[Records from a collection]
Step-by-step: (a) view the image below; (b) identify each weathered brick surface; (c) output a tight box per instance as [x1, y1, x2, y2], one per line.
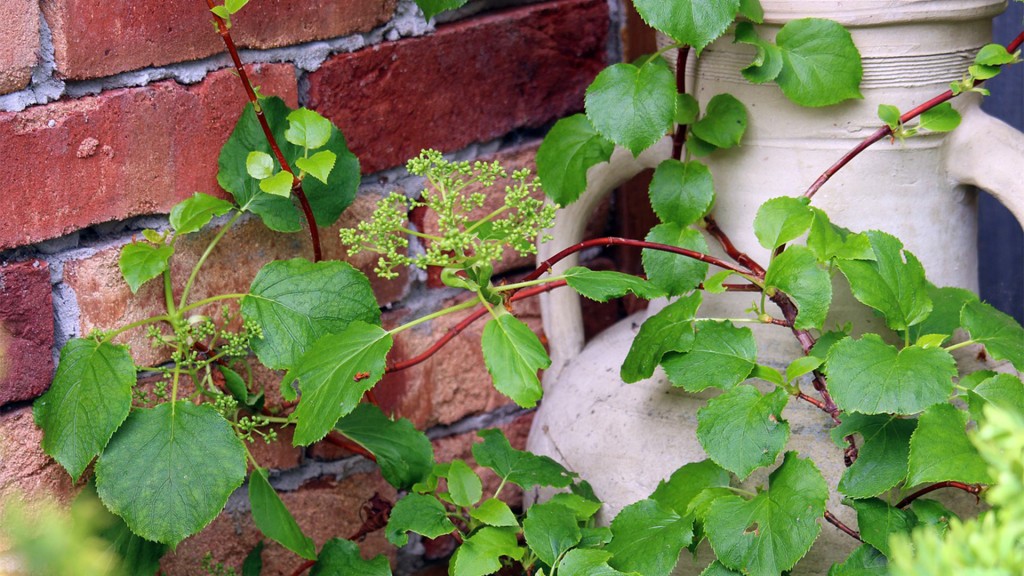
[306, 0, 609, 174]
[159, 469, 396, 575]
[0, 0, 39, 95]
[0, 407, 78, 509]
[0, 260, 55, 406]
[0, 64, 297, 251]
[43, 0, 397, 80]
[63, 194, 409, 367]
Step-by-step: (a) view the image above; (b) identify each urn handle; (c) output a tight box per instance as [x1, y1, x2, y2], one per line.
[944, 105, 1024, 225]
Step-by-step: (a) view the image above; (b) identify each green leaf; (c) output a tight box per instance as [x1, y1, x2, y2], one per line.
[93, 483, 168, 574]
[579, 526, 613, 548]
[697, 386, 790, 479]
[704, 270, 736, 294]
[607, 499, 693, 576]
[662, 320, 757, 392]
[218, 365, 260, 407]
[470, 498, 518, 527]
[648, 159, 715, 226]
[676, 93, 700, 125]
[118, 242, 173, 294]
[537, 114, 615, 206]
[691, 94, 748, 149]
[523, 502, 581, 567]
[445, 459, 483, 508]
[686, 134, 720, 157]
[225, 0, 249, 13]
[975, 43, 1018, 66]
[472, 428, 575, 489]
[334, 403, 434, 490]
[210, 5, 231, 21]
[415, 0, 468, 20]
[826, 334, 956, 415]
[287, 322, 393, 445]
[95, 402, 247, 546]
[564, 266, 662, 302]
[651, 460, 731, 516]
[909, 285, 978, 343]
[753, 196, 813, 250]
[968, 62, 1001, 80]
[786, 355, 824, 382]
[836, 231, 932, 331]
[909, 499, 957, 535]
[560, 549, 635, 576]
[170, 192, 235, 235]
[961, 300, 1024, 370]
[915, 333, 947, 349]
[311, 539, 391, 576]
[547, 493, 602, 521]
[918, 102, 961, 132]
[285, 108, 332, 149]
[621, 292, 701, 383]
[34, 339, 135, 479]
[906, 402, 993, 486]
[249, 468, 316, 559]
[585, 61, 676, 155]
[966, 373, 1024, 422]
[246, 150, 275, 179]
[481, 313, 550, 408]
[385, 494, 455, 547]
[733, 22, 783, 83]
[878, 104, 902, 130]
[764, 246, 831, 329]
[706, 452, 828, 576]
[242, 258, 380, 370]
[830, 413, 916, 498]
[774, 18, 863, 107]
[847, 498, 915, 557]
[702, 561, 744, 576]
[296, 150, 337, 185]
[449, 526, 523, 576]
[737, 0, 764, 23]
[642, 223, 710, 296]
[806, 209, 873, 263]
[828, 544, 888, 576]
[632, 0, 741, 52]
[259, 170, 293, 198]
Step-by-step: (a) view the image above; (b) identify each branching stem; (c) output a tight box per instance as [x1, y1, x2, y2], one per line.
[824, 510, 862, 542]
[896, 481, 983, 509]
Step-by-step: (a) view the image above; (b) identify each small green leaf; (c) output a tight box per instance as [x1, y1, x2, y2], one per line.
[385, 494, 455, 547]
[118, 242, 173, 294]
[751, 364, 784, 387]
[918, 102, 961, 133]
[974, 43, 1018, 66]
[259, 170, 293, 198]
[311, 539, 391, 576]
[968, 62, 1001, 80]
[906, 402, 993, 486]
[249, 468, 316, 559]
[141, 229, 163, 243]
[737, 0, 764, 23]
[691, 94, 748, 149]
[472, 428, 575, 489]
[210, 5, 231, 21]
[909, 499, 957, 535]
[415, 0, 469, 20]
[877, 104, 901, 130]
[806, 209, 874, 263]
[642, 223, 710, 296]
[621, 292, 701, 383]
[775, 18, 863, 107]
[285, 108, 332, 150]
[837, 231, 932, 331]
[702, 561, 745, 576]
[95, 402, 247, 546]
[334, 403, 434, 490]
[909, 285, 977, 343]
[547, 493, 602, 521]
[915, 333, 948, 349]
[170, 192, 234, 234]
[537, 114, 615, 206]
[34, 339, 135, 479]
[830, 413, 916, 498]
[764, 246, 831, 330]
[961, 300, 1024, 370]
[585, 61, 676, 155]
[481, 314, 550, 408]
[560, 549, 634, 576]
[649, 159, 716, 226]
[295, 150, 337, 185]
[754, 196, 813, 250]
[705, 452, 828, 576]
[470, 499, 518, 527]
[651, 460, 731, 516]
[446, 460, 483, 508]
[662, 320, 757, 392]
[225, 0, 249, 13]
[847, 498, 915, 557]
[786, 355, 824, 382]
[449, 526, 523, 576]
[246, 150, 275, 179]
[218, 365, 259, 407]
[828, 544, 888, 576]
[564, 266, 663, 302]
[826, 334, 956, 415]
[697, 386, 790, 479]
[632, 0, 741, 52]
[607, 499, 693, 576]
[733, 22, 783, 84]
[704, 270, 736, 294]
[676, 93, 700, 124]
[523, 502, 581, 567]
[966, 373, 1024, 422]
[686, 134, 720, 157]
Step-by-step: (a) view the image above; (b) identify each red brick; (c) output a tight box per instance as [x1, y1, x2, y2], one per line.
[0, 64, 297, 250]
[306, 0, 609, 174]
[63, 194, 409, 367]
[0, 260, 55, 406]
[44, 0, 397, 80]
[0, 0, 39, 94]
[0, 407, 79, 510]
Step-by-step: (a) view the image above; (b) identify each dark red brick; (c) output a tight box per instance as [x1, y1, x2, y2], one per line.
[0, 260, 55, 406]
[306, 0, 609, 174]
[0, 0, 39, 95]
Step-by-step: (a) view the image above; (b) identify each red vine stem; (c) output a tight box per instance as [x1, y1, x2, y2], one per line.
[803, 30, 1024, 201]
[824, 510, 862, 542]
[205, 1, 323, 262]
[703, 216, 765, 276]
[672, 45, 692, 159]
[896, 481, 983, 509]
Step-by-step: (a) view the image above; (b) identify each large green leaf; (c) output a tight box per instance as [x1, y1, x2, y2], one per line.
[118, 242, 174, 294]
[906, 403, 992, 486]
[753, 197, 813, 250]
[648, 159, 715, 227]
[830, 413, 916, 498]
[311, 538, 391, 576]
[828, 544, 888, 576]
[94, 402, 247, 546]
[909, 285, 978, 343]
[965, 373, 1024, 422]
[385, 493, 455, 547]
[691, 94, 748, 149]
[91, 482, 168, 575]
[287, 322, 393, 445]
[764, 245, 831, 330]
[34, 339, 136, 479]
[560, 549, 635, 576]
[774, 18, 863, 107]
[522, 502, 581, 567]
[334, 404, 434, 490]
[607, 499, 693, 576]
[585, 61, 676, 155]
[472, 429, 575, 489]
[806, 209, 873, 263]
[481, 313, 550, 408]
[537, 114, 615, 206]
[564, 267, 663, 302]
[469, 499, 519, 528]
[415, 0, 468, 20]
[734, 22, 782, 84]
[249, 468, 316, 559]
[642, 223, 710, 296]
[169, 192, 235, 235]
[697, 386, 790, 480]
[847, 498, 915, 557]
[449, 527, 523, 576]
[621, 293, 701, 383]
[662, 320, 756, 392]
[705, 452, 828, 576]
[825, 334, 956, 415]
[650, 460, 731, 516]
[632, 0, 741, 52]
[836, 231, 932, 332]
[445, 460, 483, 508]
[242, 259, 380, 370]
[961, 300, 1024, 370]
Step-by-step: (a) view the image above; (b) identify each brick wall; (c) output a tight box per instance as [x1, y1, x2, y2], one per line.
[0, 1, 622, 574]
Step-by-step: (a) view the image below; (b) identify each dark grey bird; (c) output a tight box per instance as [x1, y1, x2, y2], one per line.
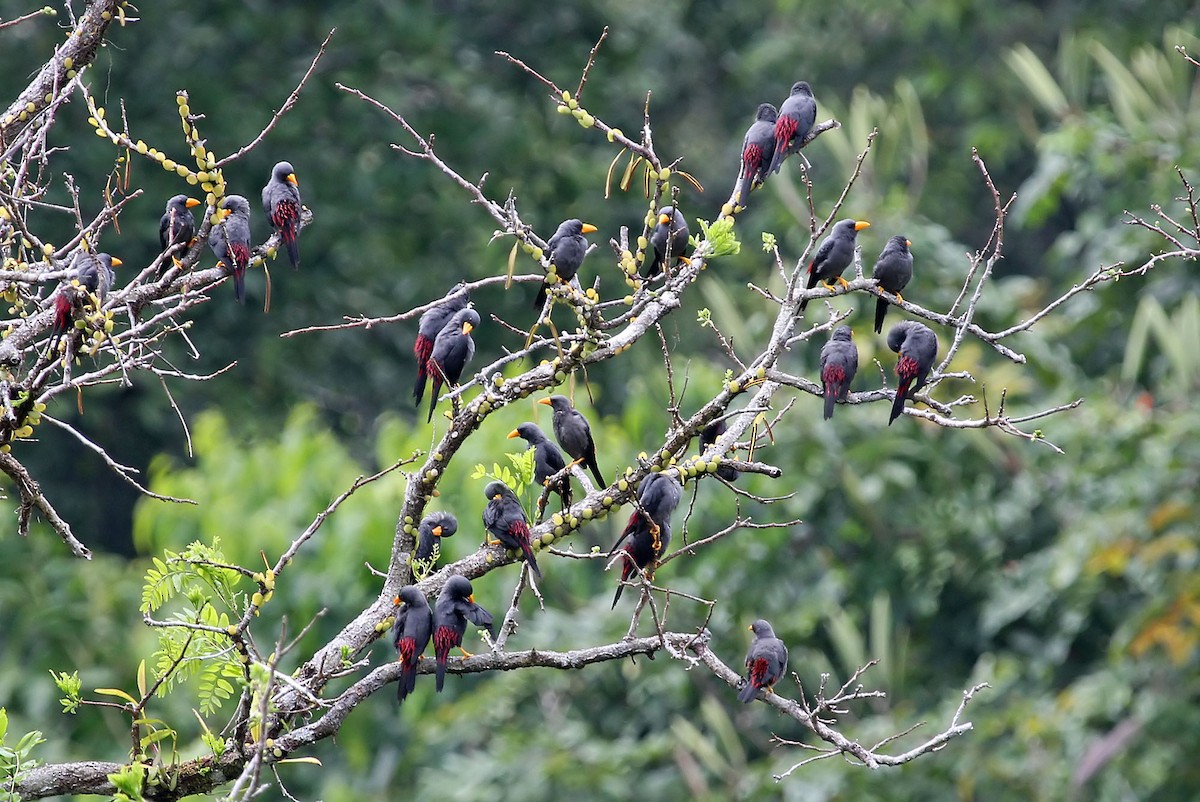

■ Task statement ■
Repeat the records above verbatim, dropping the pictures.

■ Finished exercise ■
Step-by-step: (a) view the image below; (b) identify each weathered brick surface; (c) output a tight box per instance as [x1, y1, x2, y2], one per line.
[306, 0, 609, 174]
[159, 469, 396, 575]
[0, 0, 39, 95]
[0, 407, 78, 509]
[0, 260, 55, 406]
[0, 64, 297, 251]
[43, 0, 397, 80]
[63, 194, 409, 367]
Step-by-step: (a) view the image above; (b) identify each urn handle; (c) output a tight box per instance as [x1, y1, x2, y2], one per line.
[944, 105, 1024, 225]
Step-by-step: (a) view the image above; (b) identify each green leaf; (c) output a tight box per instance as [x1, y1, x2, y2], one per line.
[93, 483, 168, 574]
[579, 526, 613, 548]
[697, 386, 790, 479]
[704, 270, 736, 294]
[607, 499, 693, 576]
[662, 320, 757, 392]
[218, 365, 260, 407]
[470, 498, 518, 527]
[648, 159, 715, 226]
[676, 93, 700, 125]
[118, 242, 173, 294]
[537, 114, 615, 206]
[691, 94, 748, 149]
[523, 502, 581, 567]
[445, 459, 483, 508]
[686, 134, 720, 157]
[225, 0, 249, 13]
[975, 43, 1018, 66]
[472, 428, 575, 489]
[334, 403, 434, 490]
[210, 5, 231, 21]
[415, 0, 468, 20]
[826, 334, 956, 415]
[287, 322, 393, 445]
[95, 402, 247, 546]
[564, 266, 662, 302]
[651, 460, 731, 516]
[909, 285, 978, 343]
[753, 196, 813, 250]
[968, 62, 1001, 80]
[786, 355, 824, 382]
[836, 231, 932, 331]
[909, 499, 957, 535]
[560, 549, 635, 576]
[170, 192, 235, 235]
[961, 300, 1024, 370]
[915, 333, 947, 349]
[311, 539, 391, 576]
[547, 493, 602, 521]
[918, 102, 961, 132]
[285, 108, 332, 149]
[621, 292, 701, 383]
[34, 339, 135, 479]
[906, 402, 993, 486]
[249, 468, 316, 559]
[585, 61, 676, 155]
[966, 373, 1024, 422]
[246, 150, 275, 179]
[481, 313, 550, 408]
[385, 494, 455, 547]
[733, 22, 783, 83]
[878, 104, 902, 130]
[764, 246, 831, 329]
[706, 452, 828, 576]
[242, 258, 380, 370]
[830, 413, 916, 498]
[774, 18, 863, 107]
[847, 498, 915, 557]
[702, 561, 744, 576]
[296, 150, 337, 185]
[449, 526, 523, 576]
[737, 0, 764, 23]
[642, 223, 710, 296]
[806, 209, 873, 263]
[828, 544, 888, 576]
[632, 0, 741, 52]
[259, 170, 293, 198]
Step-by-step: (a) view the image above; (b) identify each branching stem; (c) output a tight box per instance as [x1, y1, x2, y2], one per line.
[824, 510, 862, 542]
[896, 481, 983, 509]
Step-by-step: (a) view the image above; (b) identify each small green leaf; (c) output a tight box per instance as [x1, y1, x2, y2], one per line.
[385, 494, 455, 547]
[118, 242, 173, 294]
[751, 364, 784, 387]
[918, 102, 961, 133]
[974, 43, 1018, 66]
[259, 170, 293, 198]
[311, 539, 391, 576]
[968, 62, 1001, 80]
[906, 402, 993, 486]
[249, 468, 316, 559]
[141, 229, 163, 243]
[737, 0, 764, 23]
[691, 94, 748, 149]
[472, 428, 575, 489]
[210, 5, 231, 21]
[909, 499, 957, 535]
[415, 0, 469, 20]
[877, 104, 901, 130]
[806, 209, 874, 263]
[642, 223, 710, 296]
[621, 292, 701, 383]
[775, 18, 863, 107]
[285, 108, 332, 150]
[837, 231, 932, 331]
[702, 561, 745, 576]
[95, 402, 247, 546]
[334, 403, 434, 490]
[909, 285, 977, 343]
[547, 493, 602, 521]
[915, 333, 948, 349]
[170, 192, 234, 234]
[537, 114, 615, 206]
[34, 339, 135, 479]
[830, 413, 916, 498]
[764, 246, 831, 330]
[961, 300, 1024, 370]
[585, 61, 676, 155]
[481, 314, 550, 408]
[560, 549, 634, 576]
[649, 159, 716, 226]
[295, 150, 337, 185]
[754, 196, 813, 250]
[705, 452, 828, 576]
[470, 499, 518, 527]
[651, 460, 731, 516]
[446, 460, 483, 508]
[662, 320, 757, 392]
[225, 0, 249, 13]
[847, 498, 915, 557]
[786, 355, 824, 382]
[449, 526, 523, 576]
[246, 150, 275, 179]
[218, 365, 259, 407]
[828, 544, 888, 576]
[564, 266, 663, 302]
[826, 334, 956, 415]
[697, 386, 790, 479]
[632, 0, 741, 52]
[607, 499, 693, 576]
[733, 22, 783, 84]
[704, 270, 736, 294]
[676, 93, 700, 124]
[523, 502, 581, 567]
[966, 373, 1024, 422]
[686, 134, 720, 157]
Step-by-step: (a) view the image above; (b) identify each red brick; (c) output a tight box per instance as [x1, y1, x2, y2], one per line.
[0, 64, 297, 250]
[306, 0, 609, 174]
[63, 194, 409, 367]
[0, 260, 55, 406]
[44, 0, 397, 80]
[0, 0, 39, 94]
[0, 407, 79, 510]
Step-by-step: (a) view the image above; (b) identify each dark red brick; (c) output a tight box per instance as [x1, y1, x2, y2], one per line.
[0, 260, 55, 406]
[306, 0, 609, 174]
[0, 0, 39, 95]
Step-by-step: (a) view the image above; (b) identify each red vine stem; (c) output a tight box per instance as [x1, y1, x2, y2], one per line.
[803, 30, 1024, 201]
[824, 510, 862, 542]
[205, 1, 323, 262]
[703, 216, 765, 276]
[672, 45, 692, 159]
[896, 481, 983, 509]
Step-by-step: (a) view the image above; (b) identify each large green leaf; (c) output a tight box per instance as [x1, y1, x2, y2], one per line.
[118, 242, 174, 294]
[906, 403, 992, 486]
[753, 197, 813, 250]
[648, 159, 715, 227]
[830, 413, 916, 498]
[311, 538, 391, 576]
[828, 544, 888, 576]
[94, 402, 247, 546]
[909, 285, 978, 343]
[965, 373, 1024, 422]
[385, 493, 455, 547]
[691, 94, 748, 149]
[91, 482, 168, 575]
[287, 322, 393, 445]
[764, 245, 831, 330]
[34, 339, 136, 479]
[560, 549, 635, 576]
[774, 18, 863, 107]
[522, 502, 581, 567]
[334, 404, 434, 490]
[607, 499, 693, 576]
[585, 61, 676, 155]
[472, 429, 575, 489]
[806, 209, 873, 263]
[481, 313, 550, 408]
[537, 114, 615, 206]
[564, 267, 663, 302]
[469, 499, 519, 528]
[415, 0, 468, 20]
[734, 22, 782, 84]
[249, 468, 316, 559]
[642, 223, 710, 296]
[169, 192, 235, 235]
[697, 386, 790, 480]
[847, 498, 915, 557]
[449, 527, 523, 576]
[621, 293, 701, 383]
[662, 320, 756, 392]
[705, 452, 828, 576]
[825, 334, 956, 415]
[650, 460, 731, 516]
[632, 0, 741, 52]
[836, 231, 932, 332]
[445, 460, 483, 508]
[242, 259, 380, 370]
[961, 300, 1024, 370]
Step-by-step: (a) view the image above; (b) identify each brick wall; (c) output a tight box per instance as [x1, y1, x2, y2], one per line.
[0, 1, 622, 574]
Step-by-step: (a) view the image below; (b) identify each dark grey bird; (c) output a tight box per instance as [x1, y1, x2, y2], one per line.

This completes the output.